• **TASK OBJECTIVE**:
Format the material below as a JSON list of strings, with one string per line and blank lines omitted.

• **DATA ENTRIES**:
******

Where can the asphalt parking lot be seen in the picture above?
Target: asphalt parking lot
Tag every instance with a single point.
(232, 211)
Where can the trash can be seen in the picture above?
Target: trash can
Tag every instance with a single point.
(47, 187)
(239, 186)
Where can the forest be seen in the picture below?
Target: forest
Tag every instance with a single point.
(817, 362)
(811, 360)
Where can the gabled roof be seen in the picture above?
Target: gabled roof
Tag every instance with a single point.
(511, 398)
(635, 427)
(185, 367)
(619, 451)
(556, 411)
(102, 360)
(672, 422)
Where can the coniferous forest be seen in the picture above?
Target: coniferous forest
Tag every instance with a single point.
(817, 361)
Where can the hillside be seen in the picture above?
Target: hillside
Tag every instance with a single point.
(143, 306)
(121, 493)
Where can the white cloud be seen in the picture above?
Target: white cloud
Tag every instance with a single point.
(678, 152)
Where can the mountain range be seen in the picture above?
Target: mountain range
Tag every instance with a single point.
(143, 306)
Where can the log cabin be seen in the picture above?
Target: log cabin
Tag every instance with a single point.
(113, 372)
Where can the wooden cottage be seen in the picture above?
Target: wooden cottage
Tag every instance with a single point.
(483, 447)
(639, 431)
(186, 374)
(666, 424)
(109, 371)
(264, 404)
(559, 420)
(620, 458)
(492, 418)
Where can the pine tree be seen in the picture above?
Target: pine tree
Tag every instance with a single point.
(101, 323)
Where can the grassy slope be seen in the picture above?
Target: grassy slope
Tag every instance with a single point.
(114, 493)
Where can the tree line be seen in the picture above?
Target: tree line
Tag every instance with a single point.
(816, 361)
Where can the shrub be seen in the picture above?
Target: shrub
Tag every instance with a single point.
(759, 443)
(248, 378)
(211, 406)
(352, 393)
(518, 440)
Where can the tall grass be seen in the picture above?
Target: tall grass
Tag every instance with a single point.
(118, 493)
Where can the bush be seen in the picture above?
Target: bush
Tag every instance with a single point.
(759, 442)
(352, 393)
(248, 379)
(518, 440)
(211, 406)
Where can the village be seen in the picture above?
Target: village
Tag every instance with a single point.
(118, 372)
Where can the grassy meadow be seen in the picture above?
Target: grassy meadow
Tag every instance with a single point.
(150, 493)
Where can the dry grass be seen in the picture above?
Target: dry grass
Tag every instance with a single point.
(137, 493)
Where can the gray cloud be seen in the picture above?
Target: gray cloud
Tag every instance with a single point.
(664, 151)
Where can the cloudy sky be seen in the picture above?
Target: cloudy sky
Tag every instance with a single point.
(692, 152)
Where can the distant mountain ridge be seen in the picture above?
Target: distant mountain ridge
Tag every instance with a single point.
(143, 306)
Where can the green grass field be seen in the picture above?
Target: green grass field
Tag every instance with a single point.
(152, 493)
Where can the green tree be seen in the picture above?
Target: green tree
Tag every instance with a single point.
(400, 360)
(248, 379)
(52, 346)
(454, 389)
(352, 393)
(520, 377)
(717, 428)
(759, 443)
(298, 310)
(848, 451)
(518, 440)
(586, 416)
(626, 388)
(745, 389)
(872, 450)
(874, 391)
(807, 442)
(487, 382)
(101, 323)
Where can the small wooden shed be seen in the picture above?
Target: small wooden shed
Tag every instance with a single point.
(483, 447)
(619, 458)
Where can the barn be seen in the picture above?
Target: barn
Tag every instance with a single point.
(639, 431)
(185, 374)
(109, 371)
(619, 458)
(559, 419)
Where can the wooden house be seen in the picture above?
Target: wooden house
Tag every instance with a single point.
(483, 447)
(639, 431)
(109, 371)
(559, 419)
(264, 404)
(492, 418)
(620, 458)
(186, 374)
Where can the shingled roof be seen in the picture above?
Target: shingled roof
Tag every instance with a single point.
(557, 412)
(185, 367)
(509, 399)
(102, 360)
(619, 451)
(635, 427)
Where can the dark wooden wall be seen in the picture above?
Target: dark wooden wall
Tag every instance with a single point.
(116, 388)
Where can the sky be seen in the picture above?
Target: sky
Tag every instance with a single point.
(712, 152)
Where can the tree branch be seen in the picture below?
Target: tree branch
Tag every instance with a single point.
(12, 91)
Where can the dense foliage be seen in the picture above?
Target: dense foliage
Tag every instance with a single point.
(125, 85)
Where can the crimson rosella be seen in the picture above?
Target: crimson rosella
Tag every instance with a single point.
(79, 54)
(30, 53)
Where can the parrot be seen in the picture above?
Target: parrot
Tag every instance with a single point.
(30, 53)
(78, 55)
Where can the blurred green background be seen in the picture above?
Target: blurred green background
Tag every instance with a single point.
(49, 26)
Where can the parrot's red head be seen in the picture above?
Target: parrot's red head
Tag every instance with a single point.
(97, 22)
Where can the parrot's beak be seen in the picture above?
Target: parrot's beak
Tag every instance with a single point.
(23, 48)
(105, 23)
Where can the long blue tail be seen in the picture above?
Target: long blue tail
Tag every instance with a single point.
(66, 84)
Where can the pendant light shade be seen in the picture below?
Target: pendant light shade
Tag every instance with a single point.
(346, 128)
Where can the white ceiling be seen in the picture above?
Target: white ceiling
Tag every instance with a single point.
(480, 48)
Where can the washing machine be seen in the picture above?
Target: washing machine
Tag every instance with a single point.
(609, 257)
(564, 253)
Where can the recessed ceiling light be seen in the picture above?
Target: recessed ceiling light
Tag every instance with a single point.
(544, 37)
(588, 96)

******

• **OUTPUT FOR THIS EXERCISE**:
[
  "Where can the asphalt parking lot be seen in the picture above?",
  "Target: asphalt parking lot",
  "Tag every instance with a single point.",
  "(232, 211)",
  "Where can the trash can be seen in the picture above?",
  "Target: trash can",
  "Tag every instance with a single point.",
  "(47, 187)",
  "(239, 186)",
  "Where can the forest be seen in the picture below?",
  "Target: forest",
  "Tag every instance with a single point.",
  "(817, 362)",
  "(811, 360)",
  "Where can the gabled roof be seen in the picture above?",
  "Target: gabled roof",
  "Tag every instance with a single point.",
  "(511, 398)",
  "(635, 427)",
  "(185, 367)",
  "(619, 451)",
  "(556, 411)",
  "(102, 360)",
  "(672, 422)",
  "Where can the coniferous forest be seen in the picture above?",
  "Target: coniferous forest",
  "Tag every instance with a single point.",
  "(817, 361)",
  "Where can the hillside be seen in the picture above?",
  "Target: hillside",
  "Tag every instance with a single point.",
  "(143, 306)",
  "(121, 493)",
  "Where can the white cloud be seen in the picture above?",
  "Target: white cloud",
  "Tag every instance with a single point.",
  "(678, 152)",
  "Where can the mountain range be seen in the picture above?",
  "Target: mountain range",
  "Tag every instance with a single point.",
  "(143, 306)",
  "Where can the log cabin be seen in the picture above?",
  "Target: log cabin",
  "Tag every instance with a single point.",
  "(113, 372)",
  "Where can the wooden cottage be seen in the picture above?",
  "Target: wooden cottage",
  "Tag every instance with a single point.",
  "(483, 447)",
  "(639, 431)",
  "(186, 374)",
  "(666, 424)",
  "(109, 371)",
  "(264, 404)",
  "(559, 420)",
  "(620, 458)",
  "(492, 418)",
  "Where can the pine tree be seen in the picture above?",
  "Target: pine tree",
  "Tag every instance with a single point.",
  "(101, 323)",
  "Where can the grassy slope be seen in the picture above?",
  "Target: grassy slope",
  "Tag every instance with a single point.",
  "(114, 493)",
  "Where can the tree line be seen in the picture above?",
  "Target: tree line",
  "Tag every instance with a single point.",
  "(816, 361)",
  "Where can the shrub be seen in the picture above?",
  "Target: shrub",
  "Tag every instance with a single point.",
  "(759, 443)",
  "(248, 378)",
  "(211, 406)",
  "(352, 393)",
  "(518, 440)",
  "Where can the tall grass be seen in the picture above?",
  "Target: tall grass",
  "Tag every instance with a single point.",
  "(118, 493)",
  "Where can the bush be seen in the picture above?",
  "Target: bush",
  "Tag every instance with a single point.",
  "(759, 442)",
  "(352, 393)",
  "(248, 379)",
  "(518, 440)",
  "(211, 406)",
  "Where can the village be seen in the picture above?",
  "Target: village",
  "Tag every instance with a single point.",
  "(118, 372)",
  "Where can the grassy meadow be seen in the picture above?",
  "Target: grassy meadow",
  "Tag every instance with a single point.",
  "(150, 493)",
  "Where can the dry grass be seen in the picture above?",
  "Target: dry grass",
  "Tag every instance with a single point.",
  "(137, 493)",
  "Where can the gray cloud be seen in the picture above?",
  "Target: gray cloud",
  "Tag every instance with a single point.",
  "(664, 151)",
  "Where can the cloudy sky be seen in the picture above?",
  "Target: cloudy sky",
  "Tag every instance with a single point.",
  "(692, 152)",
  "Where can the distant mountain ridge be seen in the picture above?",
  "Target: distant mountain ridge",
  "Tag every instance with a single point.",
  "(143, 306)",
  "Where can the green grass field be seen in the picture above?",
  "Target: green grass field",
  "Tag every instance with a single point.",
  "(152, 493)",
  "Where can the green tree be seen in the picture above?",
  "Target: green tree",
  "Tag every instance with a single point.",
  "(400, 360)",
  "(248, 379)",
  "(52, 346)",
  "(454, 389)",
  "(352, 393)",
  "(520, 377)",
  "(717, 428)",
  "(759, 443)",
  "(298, 310)",
  "(848, 451)",
  "(518, 440)",
  "(586, 416)",
  "(626, 388)",
  "(745, 389)",
  "(872, 450)",
  "(874, 391)",
  "(807, 442)",
  "(487, 382)",
  "(101, 323)",
  "Where can the small wooden shed be seen in the picture above?",
  "Target: small wooden shed",
  "Tag every instance with a single point.",
  "(483, 447)",
  "(619, 458)",
  "Where can the barn be seen in the picture above?",
  "Target: barn",
  "Tag every instance with a single point.",
  "(639, 431)",
  "(185, 374)",
  "(109, 371)",
  "(619, 458)",
  "(559, 419)",
  "Where can the wooden house be seen in the picture above?",
  "Target: wooden house",
  "Tag every instance with a single point.",
  "(483, 447)",
  "(639, 431)",
  "(109, 371)",
  "(559, 419)",
  "(264, 404)",
  "(492, 418)",
  "(620, 458)",
  "(186, 374)",
  "Where can the shingled roof be seen in the picture above?",
  "Target: shingled roof",
  "Tag every instance with a single point.",
  "(557, 412)",
  "(185, 367)",
  "(509, 399)",
  "(102, 360)",
  "(619, 451)",
  "(635, 427)",
  "Where can the dark wooden wall be seen in the picture above?",
  "Target: dark wooden wall",
  "Tag every instance with a single point.",
  "(116, 388)",
  "Where can the sky be seen in the picture above?",
  "Target: sky",
  "Tag every instance with a single point.",
  "(712, 152)",
  "Where can the tree branch be seen in the picture below?",
  "Target: tree branch",
  "Tag every instance with a single point.",
  "(12, 91)",
  "Where can the dense foliage be seen in the picture above?",
  "Target: dense foliage",
  "Tag every instance with a single point.",
  "(125, 85)",
  "Where can the crimson rosella be seen in the picture above?",
  "Target: crimson rosella",
  "Tag every instance with a single point.",
  "(79, 54)",
  "(30, 53)",
  "Where can the parrot be seen in the picture above?",
  "Target: parrot",
  "Tag every instance with a single point.",
  "(30, 53)",
  "(78, 55)",
  "Where can the blurred green background be seen in the picture above?",
  "Target: blurred green background",
  "Tag every instance with a single point.",
  "(49, 26)",
  "Where can the parrot's red head be seen in the picture above?",
  "Target: parrot's red head",
  "Tag every instance with a single point.",
  "(97, 22)",
  "Where can the parrot's beak be seen in the picture above?",
  "Target: parrot's beak",
  "Tag every instance with a single point.",
  "(23, 48)",
  "(105, 23)",
  "Where can the long blue tail be seen in the picture above?",
  "Target: long blue tail",
  "Tag every instance with a single point.",
  "(66, 84)",
  "Where can the pendant light shade be seen in the picture below?",
  "Target: pendant light shade",
  "Tag every instance with a single point.",
  "(346, 128)",
  "Where can the white ceiling be seen in the picture above?",
  "Target: white ceiling",
  "Tag every instance with a single point.",
  "(480, 48)",
  "Where can the washing machine be seen in the picture above?",
  "Target: washing machine",
  "Tag every instance with a single point.",
  "(609, 257)",
  "(564, 253)",
  "Where can the recessed ceiling light be seen in the picture above?",
  "Target: recessed ceiling light",
  "Tag every instance with a single point.",
  "(544, 37)",
  "(588, 96)"
]